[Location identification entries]
------------------------------------------------------------------------

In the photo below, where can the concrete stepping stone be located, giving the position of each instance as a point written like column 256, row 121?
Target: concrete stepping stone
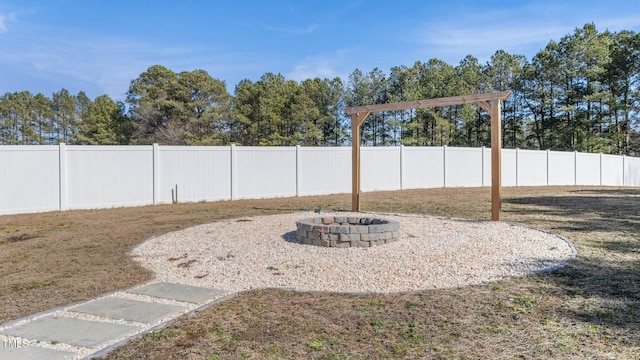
column 34, row 353
column 179, row 292
column 70, row 331
column 130, row 310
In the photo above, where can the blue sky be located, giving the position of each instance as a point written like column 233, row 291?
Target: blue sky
column 100, row 46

------------------------------------------------------------------------

Directions for this task: Please write out the lines again with no changes, starting at the line that contains "In the photo above, where" and ending at the last line above, both included.

Output below:
In the photo above, where can the blue sky be located, giving the position of each instance as a point written like column 233, row 291?
Target: blue sky
column 100, row 46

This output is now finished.